=== Trecho do documento ===
Gracias a la Vida

03/01/2016 21:35 - Geraldo de Majella
Por Redação

Ao completar 55 anos de idade (em 2 de janeiro), procurei realizar um balanço sucinto e o máximo possível abrangente da minha vida. As vitórias conquistadas e, claro, as derrotas sofridas. Esse balanço não tem as características nem se parece com um balanço empresarial. Os ganhos e as perdas são afetivos. Não perdi financeiramente nada significativo, ocasionalmente até pode ter ocorrido, mas foi irrelevante e não consta de minhas anotações contábeis.

Tenho procurado, a partir dessa fase da vida, qualificar as minhas buscas por coisas que me deem satisfação pessoal.

 O que fiz na vida e da vida foi além das minhas expectativas, principalmente para uma pessoa que pouco planejou os passos e/ou traçou metas e objetivos claros. A minha busca permanente tinha um alvo definido: a política, a militância política de esquerda.

Nunca me imaginei patrão. E cada vez menos possibilidades terei de me estabelecer como empresário, em nenhuma das condições: grande, médio, pequeno ou micro. Penso ter dirigido as melhores energias – desde a juventude até a década de 1990 – com o fim específico de quem trabalhava em jornadas full time na organização do Partido Comunista Brasileiro (PCB), em Alagoas. Havia me tornado um revolucionário em tempo integral, na mais ampla acepção da palavra e com a significação histórica que o termo teve no movimento comunista internacional.

Esse período, costumo dizer, foi o mais importante da minha vida, pois foi nele que aprendi tudo ou quase tudo do pouco que sei. E inegavelmente o PCB serviu de universidade em minha formação como cidadão, além de me ter facultado a convivência cotidiana com homens e mulheres, muitos deles operários ou de origem operária, trabalhadores de diversos ofícios, intelectuais, jornalistas e professores universitários.

           A pluralidade de classe existente no PCB e o sentido cultivado de pertencimento a uma organização com laços fraternos e internacional, transmitido de uma geração para outra, mudaram radicalmente a minha percepção de mundo.
=== Entradas de dados ===
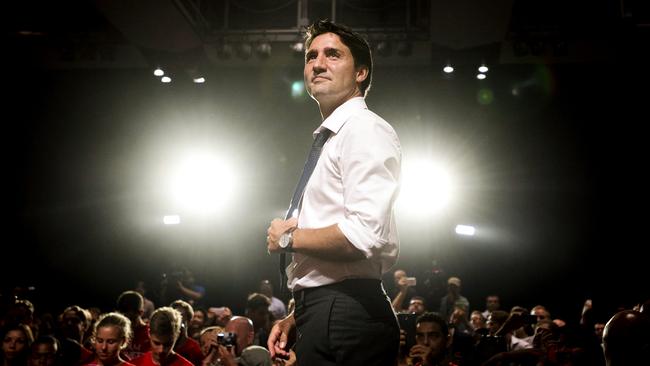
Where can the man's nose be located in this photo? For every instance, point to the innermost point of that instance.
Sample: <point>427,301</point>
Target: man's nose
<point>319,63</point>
===
=== Entradas de dados ===
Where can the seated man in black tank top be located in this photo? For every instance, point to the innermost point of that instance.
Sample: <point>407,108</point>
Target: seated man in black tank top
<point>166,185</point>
===
=== Entradas de dados ===
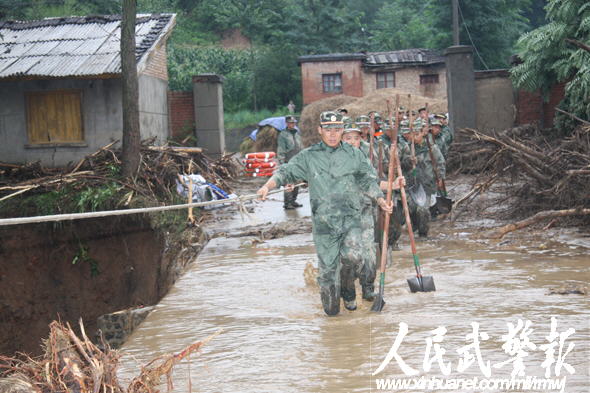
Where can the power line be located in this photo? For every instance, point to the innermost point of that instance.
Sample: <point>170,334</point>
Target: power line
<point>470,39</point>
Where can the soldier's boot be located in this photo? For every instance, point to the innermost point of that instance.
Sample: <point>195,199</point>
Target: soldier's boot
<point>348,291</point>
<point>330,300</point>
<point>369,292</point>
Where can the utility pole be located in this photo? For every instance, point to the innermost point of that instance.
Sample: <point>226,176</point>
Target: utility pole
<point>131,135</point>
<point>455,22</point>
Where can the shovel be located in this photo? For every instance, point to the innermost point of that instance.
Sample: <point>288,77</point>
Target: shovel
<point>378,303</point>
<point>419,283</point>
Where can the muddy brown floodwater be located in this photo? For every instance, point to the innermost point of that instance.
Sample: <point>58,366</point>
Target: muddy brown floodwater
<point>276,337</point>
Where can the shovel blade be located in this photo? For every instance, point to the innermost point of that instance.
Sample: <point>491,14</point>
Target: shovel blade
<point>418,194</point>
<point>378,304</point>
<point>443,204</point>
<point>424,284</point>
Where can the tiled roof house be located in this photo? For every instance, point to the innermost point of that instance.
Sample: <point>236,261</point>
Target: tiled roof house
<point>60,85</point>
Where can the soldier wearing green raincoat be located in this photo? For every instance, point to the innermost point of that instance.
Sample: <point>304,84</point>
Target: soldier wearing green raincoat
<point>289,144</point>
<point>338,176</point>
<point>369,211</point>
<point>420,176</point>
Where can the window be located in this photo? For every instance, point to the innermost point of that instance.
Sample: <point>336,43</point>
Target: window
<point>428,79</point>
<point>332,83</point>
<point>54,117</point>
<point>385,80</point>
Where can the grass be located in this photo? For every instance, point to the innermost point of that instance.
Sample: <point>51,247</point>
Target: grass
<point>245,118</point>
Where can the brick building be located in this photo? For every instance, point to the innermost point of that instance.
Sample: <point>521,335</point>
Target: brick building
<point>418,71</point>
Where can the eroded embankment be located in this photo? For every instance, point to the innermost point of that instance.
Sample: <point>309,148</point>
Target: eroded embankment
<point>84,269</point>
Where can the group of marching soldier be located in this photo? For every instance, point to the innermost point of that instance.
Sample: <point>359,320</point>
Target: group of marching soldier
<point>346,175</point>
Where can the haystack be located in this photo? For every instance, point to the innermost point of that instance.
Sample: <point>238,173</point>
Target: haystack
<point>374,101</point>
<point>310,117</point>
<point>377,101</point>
===
Segundo o trecho do documento, em que partido e em que estado quem escreve trabalhou em tempo integral até a década de 1990?

#### Resposta completa:
No Partido Comunista Brasileiro (PCB), em Alagoas.